▶ **About this exercise**
Print exactly, and only, the lines running from the line containing "Target: blush pink flower" through the end of the records below.

▶ **Supplied records**

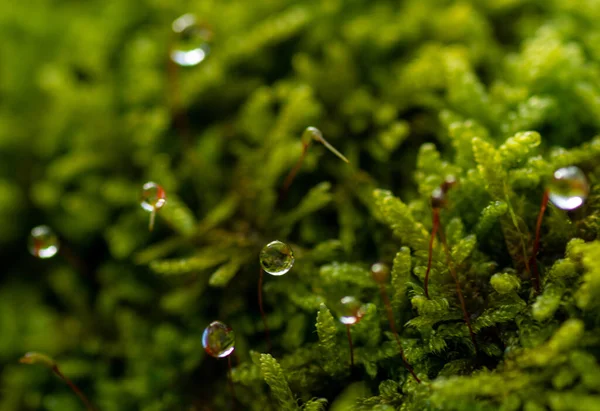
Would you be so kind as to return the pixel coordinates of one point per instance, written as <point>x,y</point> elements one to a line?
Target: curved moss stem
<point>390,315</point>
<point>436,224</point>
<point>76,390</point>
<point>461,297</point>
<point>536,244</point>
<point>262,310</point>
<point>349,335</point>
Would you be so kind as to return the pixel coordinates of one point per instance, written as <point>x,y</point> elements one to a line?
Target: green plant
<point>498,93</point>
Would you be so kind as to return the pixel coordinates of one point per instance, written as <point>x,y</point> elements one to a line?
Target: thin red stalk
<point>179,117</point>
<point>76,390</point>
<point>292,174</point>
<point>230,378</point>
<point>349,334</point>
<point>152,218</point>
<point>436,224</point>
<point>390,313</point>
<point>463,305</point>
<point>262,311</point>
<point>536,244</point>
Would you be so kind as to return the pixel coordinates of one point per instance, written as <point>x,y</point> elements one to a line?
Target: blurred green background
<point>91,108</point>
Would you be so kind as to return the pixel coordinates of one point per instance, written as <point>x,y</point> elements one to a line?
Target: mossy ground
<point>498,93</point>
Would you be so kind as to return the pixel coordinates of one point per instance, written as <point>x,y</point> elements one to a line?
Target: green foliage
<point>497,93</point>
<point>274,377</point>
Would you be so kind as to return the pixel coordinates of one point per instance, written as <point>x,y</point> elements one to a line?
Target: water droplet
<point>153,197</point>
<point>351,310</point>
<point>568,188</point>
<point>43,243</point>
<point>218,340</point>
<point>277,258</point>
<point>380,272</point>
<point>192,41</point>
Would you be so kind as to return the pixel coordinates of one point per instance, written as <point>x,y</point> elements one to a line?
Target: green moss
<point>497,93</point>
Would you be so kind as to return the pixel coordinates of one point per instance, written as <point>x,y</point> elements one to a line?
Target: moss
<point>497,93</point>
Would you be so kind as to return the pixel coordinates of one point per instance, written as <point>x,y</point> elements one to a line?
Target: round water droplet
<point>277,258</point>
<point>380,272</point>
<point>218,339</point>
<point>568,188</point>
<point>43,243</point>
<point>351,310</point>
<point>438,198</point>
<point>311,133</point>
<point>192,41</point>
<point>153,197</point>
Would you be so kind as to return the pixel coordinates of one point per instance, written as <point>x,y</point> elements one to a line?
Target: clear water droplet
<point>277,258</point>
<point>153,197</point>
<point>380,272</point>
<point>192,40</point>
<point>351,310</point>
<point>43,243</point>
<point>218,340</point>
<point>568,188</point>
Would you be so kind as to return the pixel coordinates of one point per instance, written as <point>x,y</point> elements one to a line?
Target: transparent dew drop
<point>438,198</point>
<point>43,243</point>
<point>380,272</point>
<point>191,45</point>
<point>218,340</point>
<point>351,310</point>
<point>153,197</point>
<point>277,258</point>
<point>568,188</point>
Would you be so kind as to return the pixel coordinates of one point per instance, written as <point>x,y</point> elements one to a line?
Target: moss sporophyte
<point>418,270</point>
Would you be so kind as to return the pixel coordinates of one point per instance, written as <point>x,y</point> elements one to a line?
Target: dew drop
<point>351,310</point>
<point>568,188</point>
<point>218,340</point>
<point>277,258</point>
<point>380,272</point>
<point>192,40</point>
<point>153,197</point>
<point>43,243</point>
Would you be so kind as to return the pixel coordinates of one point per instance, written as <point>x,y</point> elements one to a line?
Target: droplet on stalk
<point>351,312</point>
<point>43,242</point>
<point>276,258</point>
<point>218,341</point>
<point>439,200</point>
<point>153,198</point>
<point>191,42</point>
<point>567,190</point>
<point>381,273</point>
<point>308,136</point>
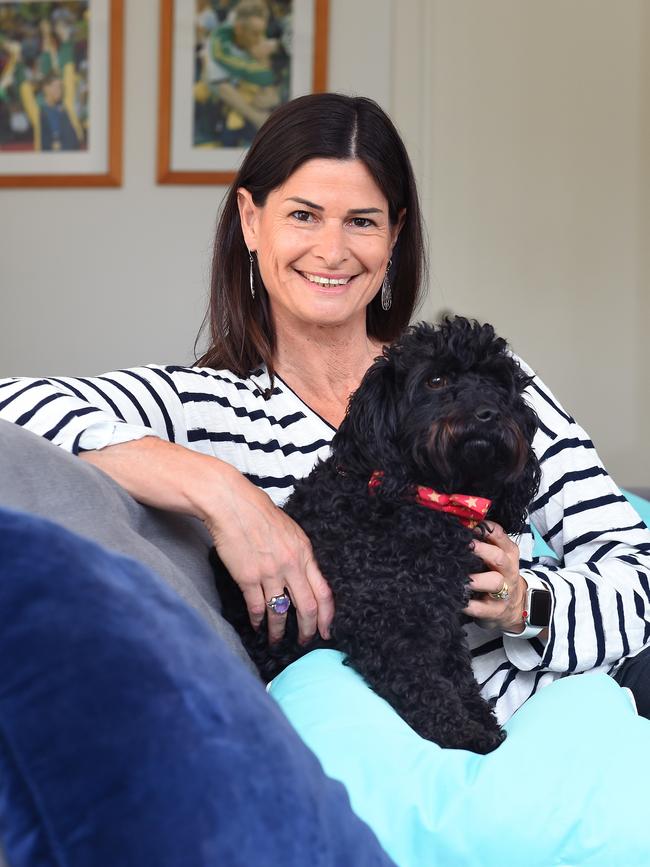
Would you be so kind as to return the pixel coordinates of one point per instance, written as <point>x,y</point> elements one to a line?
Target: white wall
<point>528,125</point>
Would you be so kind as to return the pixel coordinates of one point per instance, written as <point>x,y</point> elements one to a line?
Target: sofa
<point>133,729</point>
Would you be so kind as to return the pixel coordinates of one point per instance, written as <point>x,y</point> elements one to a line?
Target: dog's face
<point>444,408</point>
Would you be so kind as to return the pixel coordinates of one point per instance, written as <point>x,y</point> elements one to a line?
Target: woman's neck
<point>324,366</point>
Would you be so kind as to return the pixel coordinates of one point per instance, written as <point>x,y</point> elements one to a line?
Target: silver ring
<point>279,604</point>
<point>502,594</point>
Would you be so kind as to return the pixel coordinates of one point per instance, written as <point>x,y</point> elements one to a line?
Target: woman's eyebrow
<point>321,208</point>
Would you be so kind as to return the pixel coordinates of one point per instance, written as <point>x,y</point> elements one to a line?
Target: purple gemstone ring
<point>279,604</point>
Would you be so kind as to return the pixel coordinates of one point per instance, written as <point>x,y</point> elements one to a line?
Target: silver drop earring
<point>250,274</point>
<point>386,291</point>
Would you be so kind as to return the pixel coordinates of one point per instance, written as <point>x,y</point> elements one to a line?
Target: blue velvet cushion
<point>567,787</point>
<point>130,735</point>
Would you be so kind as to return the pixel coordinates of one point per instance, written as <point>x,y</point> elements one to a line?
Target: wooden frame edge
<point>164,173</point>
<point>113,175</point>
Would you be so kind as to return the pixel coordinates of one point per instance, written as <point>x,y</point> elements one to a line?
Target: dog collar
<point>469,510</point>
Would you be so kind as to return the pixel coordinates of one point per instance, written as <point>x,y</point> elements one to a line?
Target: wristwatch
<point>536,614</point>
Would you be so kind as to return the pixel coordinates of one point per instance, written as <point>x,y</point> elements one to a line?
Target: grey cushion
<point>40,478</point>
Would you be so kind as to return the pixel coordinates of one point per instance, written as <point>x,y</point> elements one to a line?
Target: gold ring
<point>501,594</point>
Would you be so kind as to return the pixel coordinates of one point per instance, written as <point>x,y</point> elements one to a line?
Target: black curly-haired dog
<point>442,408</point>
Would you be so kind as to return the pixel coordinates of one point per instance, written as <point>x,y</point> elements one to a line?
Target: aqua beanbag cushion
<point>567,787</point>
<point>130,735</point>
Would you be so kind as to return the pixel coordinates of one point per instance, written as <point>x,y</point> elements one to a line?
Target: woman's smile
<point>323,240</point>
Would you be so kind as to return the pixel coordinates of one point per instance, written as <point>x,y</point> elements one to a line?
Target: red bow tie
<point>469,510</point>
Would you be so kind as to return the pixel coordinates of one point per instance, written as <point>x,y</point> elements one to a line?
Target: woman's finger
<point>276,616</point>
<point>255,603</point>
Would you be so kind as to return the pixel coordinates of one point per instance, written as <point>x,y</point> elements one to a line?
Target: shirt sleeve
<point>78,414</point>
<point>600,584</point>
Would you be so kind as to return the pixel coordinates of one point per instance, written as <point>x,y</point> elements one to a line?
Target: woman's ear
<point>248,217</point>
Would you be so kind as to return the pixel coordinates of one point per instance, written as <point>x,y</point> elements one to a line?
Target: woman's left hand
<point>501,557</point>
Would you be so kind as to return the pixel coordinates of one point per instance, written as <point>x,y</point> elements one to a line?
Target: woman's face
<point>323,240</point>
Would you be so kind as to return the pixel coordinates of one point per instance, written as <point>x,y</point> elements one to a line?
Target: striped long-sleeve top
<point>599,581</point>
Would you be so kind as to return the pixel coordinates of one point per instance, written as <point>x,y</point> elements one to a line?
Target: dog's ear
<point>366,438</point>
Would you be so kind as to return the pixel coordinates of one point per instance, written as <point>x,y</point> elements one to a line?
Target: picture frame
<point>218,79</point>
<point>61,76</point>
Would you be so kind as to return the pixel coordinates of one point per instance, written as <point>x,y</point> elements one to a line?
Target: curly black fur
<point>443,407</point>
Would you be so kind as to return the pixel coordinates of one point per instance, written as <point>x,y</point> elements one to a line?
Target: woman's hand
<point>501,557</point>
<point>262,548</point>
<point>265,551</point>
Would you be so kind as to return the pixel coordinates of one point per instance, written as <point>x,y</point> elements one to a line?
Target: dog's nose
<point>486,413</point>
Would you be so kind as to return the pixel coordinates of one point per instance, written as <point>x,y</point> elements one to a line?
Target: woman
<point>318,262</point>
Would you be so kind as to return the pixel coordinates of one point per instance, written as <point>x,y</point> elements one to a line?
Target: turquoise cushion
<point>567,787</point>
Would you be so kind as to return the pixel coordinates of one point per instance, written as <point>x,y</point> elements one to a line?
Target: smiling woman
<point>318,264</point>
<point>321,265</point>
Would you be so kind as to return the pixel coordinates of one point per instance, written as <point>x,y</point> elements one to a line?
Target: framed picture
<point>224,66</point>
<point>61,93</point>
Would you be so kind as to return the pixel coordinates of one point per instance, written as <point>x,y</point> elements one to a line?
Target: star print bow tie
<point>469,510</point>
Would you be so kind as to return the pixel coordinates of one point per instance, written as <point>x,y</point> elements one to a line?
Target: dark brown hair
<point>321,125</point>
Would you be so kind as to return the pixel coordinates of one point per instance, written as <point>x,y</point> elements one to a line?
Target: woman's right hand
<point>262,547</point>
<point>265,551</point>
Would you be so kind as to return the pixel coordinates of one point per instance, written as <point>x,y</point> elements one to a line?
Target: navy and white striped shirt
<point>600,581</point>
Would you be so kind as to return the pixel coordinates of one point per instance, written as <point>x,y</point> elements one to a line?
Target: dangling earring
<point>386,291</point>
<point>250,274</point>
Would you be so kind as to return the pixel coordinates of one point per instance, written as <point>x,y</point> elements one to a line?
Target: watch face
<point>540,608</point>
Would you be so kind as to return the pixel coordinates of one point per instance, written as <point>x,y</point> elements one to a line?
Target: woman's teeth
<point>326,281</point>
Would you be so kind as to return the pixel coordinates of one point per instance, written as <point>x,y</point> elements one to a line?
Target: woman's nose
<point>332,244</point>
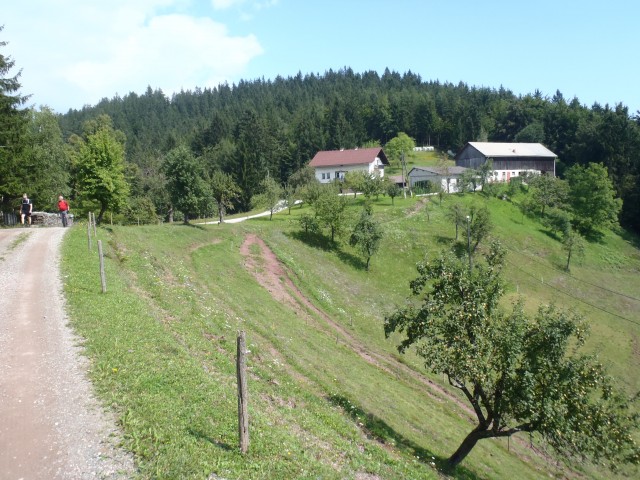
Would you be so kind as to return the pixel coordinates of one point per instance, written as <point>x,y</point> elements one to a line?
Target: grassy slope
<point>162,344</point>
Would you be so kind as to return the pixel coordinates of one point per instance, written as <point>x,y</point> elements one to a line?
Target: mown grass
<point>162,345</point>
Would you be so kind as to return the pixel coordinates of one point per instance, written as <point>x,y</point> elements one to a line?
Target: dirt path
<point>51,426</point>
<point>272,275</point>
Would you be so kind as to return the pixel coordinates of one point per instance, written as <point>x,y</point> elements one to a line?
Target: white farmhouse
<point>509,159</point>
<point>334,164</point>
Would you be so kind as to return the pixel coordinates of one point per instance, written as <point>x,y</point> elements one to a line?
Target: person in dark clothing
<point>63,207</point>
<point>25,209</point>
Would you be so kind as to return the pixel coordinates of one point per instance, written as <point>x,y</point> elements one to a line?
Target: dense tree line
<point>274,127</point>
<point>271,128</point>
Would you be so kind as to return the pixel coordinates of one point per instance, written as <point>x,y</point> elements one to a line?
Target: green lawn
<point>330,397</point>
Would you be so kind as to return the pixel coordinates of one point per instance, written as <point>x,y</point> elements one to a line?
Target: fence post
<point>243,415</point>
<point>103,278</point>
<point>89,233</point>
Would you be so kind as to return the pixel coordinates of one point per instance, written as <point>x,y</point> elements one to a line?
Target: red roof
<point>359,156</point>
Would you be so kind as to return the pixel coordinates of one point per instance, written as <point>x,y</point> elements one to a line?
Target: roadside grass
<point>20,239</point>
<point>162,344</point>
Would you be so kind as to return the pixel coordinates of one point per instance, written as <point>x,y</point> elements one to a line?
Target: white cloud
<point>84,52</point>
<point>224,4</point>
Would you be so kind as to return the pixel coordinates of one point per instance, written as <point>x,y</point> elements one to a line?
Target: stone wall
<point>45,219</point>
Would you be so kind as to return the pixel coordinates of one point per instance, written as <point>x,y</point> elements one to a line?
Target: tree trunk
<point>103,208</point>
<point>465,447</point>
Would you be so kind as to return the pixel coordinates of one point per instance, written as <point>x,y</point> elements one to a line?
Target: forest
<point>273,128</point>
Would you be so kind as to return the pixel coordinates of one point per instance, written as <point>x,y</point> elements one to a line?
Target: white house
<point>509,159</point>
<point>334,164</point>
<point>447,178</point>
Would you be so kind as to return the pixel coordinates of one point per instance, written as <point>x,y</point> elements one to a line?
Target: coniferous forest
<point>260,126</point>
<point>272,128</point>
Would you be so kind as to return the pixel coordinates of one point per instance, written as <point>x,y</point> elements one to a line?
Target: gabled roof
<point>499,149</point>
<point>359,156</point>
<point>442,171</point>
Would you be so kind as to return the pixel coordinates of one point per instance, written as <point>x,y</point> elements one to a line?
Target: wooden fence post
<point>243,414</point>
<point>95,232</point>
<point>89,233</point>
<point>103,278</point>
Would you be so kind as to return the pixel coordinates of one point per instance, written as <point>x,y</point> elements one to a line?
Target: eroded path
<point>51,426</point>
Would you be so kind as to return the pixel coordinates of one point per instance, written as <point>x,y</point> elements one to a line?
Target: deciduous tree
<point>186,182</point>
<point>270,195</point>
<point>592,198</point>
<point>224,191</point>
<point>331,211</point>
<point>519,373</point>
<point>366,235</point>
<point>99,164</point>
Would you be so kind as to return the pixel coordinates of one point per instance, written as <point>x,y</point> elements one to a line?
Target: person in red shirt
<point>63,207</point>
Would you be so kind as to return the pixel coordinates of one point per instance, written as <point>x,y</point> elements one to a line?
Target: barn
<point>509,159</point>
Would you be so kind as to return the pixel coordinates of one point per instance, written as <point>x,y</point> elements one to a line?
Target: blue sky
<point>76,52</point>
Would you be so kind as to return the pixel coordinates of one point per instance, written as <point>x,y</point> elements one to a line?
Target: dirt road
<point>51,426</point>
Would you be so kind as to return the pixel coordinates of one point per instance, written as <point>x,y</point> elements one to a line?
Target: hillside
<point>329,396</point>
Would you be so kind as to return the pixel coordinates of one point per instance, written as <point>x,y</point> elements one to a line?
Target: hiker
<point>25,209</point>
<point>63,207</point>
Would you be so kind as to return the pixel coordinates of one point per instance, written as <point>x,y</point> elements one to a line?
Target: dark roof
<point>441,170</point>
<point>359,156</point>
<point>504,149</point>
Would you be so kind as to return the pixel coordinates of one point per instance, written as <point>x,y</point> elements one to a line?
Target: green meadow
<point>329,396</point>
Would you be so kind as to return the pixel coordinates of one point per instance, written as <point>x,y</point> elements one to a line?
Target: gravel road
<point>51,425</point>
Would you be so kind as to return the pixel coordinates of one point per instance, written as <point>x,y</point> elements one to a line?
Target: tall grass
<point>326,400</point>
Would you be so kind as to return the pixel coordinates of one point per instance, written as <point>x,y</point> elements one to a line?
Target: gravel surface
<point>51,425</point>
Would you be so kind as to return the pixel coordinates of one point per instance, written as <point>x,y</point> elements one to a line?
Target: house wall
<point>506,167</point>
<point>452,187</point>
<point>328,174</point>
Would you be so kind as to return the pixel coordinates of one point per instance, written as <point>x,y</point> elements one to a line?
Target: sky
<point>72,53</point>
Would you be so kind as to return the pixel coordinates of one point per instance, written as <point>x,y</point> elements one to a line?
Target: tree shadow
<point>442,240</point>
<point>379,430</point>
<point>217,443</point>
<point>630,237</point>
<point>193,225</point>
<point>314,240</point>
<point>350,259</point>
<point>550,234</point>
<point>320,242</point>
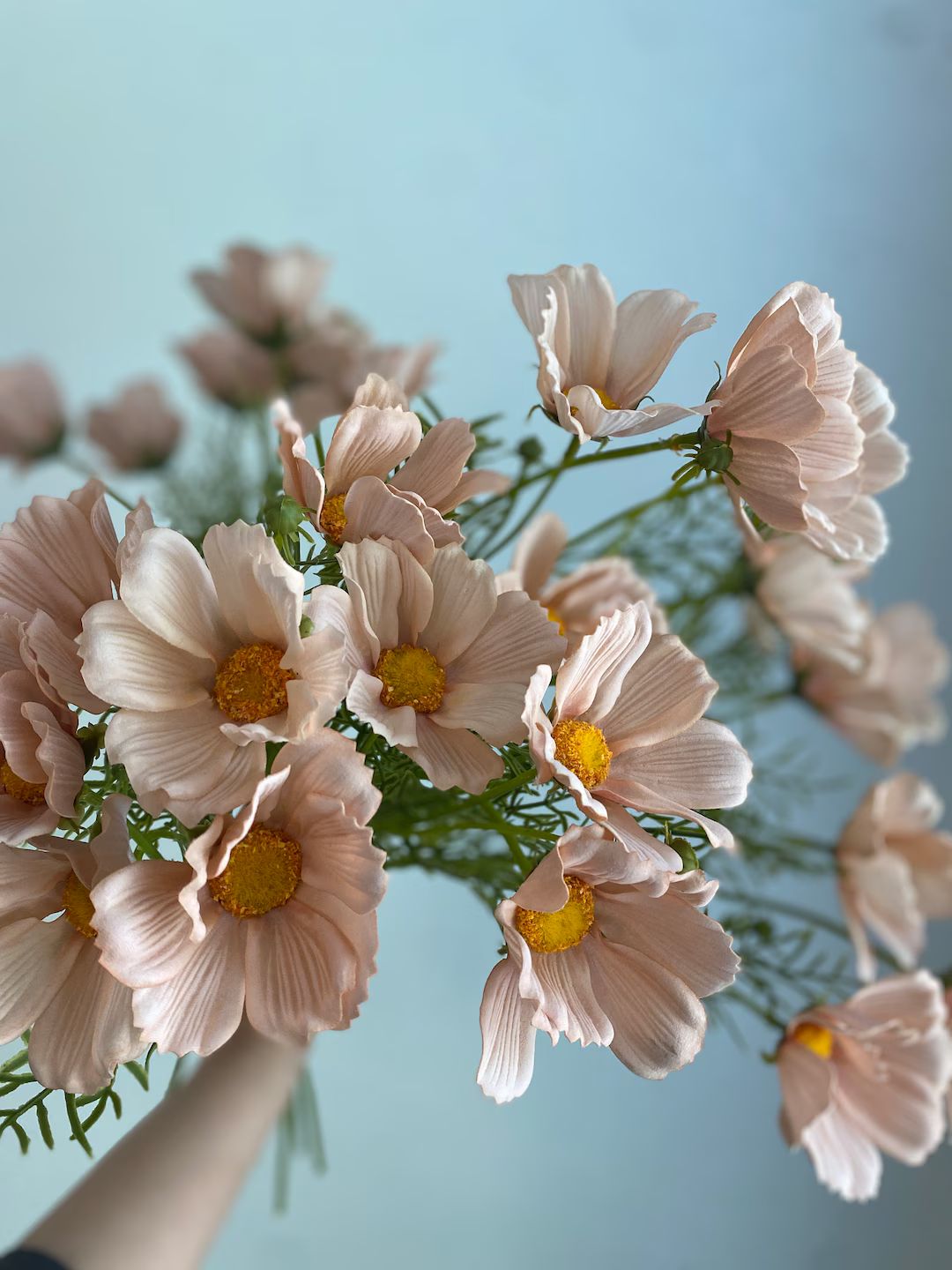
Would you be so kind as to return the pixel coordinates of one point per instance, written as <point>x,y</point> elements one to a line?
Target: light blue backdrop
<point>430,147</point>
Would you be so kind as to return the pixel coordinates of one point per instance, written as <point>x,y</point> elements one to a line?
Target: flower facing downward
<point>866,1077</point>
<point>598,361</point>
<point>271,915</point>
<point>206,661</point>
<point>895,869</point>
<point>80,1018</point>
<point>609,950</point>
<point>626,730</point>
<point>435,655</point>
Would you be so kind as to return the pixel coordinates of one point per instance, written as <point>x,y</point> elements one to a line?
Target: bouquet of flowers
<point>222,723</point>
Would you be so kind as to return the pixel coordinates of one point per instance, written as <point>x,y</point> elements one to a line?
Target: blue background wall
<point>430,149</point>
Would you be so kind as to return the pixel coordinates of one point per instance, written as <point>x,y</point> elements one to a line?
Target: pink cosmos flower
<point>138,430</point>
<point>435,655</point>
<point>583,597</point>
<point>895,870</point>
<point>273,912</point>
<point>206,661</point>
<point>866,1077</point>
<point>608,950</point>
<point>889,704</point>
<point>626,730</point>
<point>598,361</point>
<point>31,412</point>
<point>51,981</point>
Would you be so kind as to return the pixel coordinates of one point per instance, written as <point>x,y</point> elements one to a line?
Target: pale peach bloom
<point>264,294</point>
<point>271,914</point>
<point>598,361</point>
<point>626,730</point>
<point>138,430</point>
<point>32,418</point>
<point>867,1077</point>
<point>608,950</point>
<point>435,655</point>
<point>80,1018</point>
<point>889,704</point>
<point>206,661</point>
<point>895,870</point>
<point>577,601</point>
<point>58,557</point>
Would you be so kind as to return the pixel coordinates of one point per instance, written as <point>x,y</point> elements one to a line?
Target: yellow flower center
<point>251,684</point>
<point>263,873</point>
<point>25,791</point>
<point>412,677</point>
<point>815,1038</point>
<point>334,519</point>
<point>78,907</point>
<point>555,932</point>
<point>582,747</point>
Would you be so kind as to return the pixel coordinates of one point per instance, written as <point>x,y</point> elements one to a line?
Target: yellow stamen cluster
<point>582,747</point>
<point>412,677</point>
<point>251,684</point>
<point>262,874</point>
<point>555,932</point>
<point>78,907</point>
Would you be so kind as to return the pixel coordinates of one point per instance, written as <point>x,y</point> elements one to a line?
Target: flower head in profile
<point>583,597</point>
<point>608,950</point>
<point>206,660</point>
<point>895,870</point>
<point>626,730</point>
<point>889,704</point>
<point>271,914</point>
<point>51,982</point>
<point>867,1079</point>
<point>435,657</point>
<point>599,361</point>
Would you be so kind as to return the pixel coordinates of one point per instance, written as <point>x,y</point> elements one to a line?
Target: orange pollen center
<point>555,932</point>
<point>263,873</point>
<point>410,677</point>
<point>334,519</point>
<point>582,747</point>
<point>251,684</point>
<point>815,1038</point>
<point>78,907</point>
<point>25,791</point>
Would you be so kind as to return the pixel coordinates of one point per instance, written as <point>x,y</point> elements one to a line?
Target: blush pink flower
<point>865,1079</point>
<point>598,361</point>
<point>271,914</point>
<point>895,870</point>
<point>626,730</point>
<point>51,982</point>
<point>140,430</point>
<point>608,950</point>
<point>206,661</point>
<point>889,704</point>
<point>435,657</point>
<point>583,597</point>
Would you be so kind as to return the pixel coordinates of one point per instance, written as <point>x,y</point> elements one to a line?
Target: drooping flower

▶ **Answer below**
Target: blush pink flower
<point>865,1079</point>
<point>598,361</point>
<point>271,914</point>
<point>895,870</point>
<point>626,730</point>
<point>51,982</point>
<point>140,430</point>
<point>608,950</point>
<point>206,661</point>
<point>889,704</point>
<point>435,657</point>
<point>583,597</point>
Would you be so kind as to return the pixel coordinates of one point per instance, written as <point>x,y</point> elements one to a line?
Target: drooping flower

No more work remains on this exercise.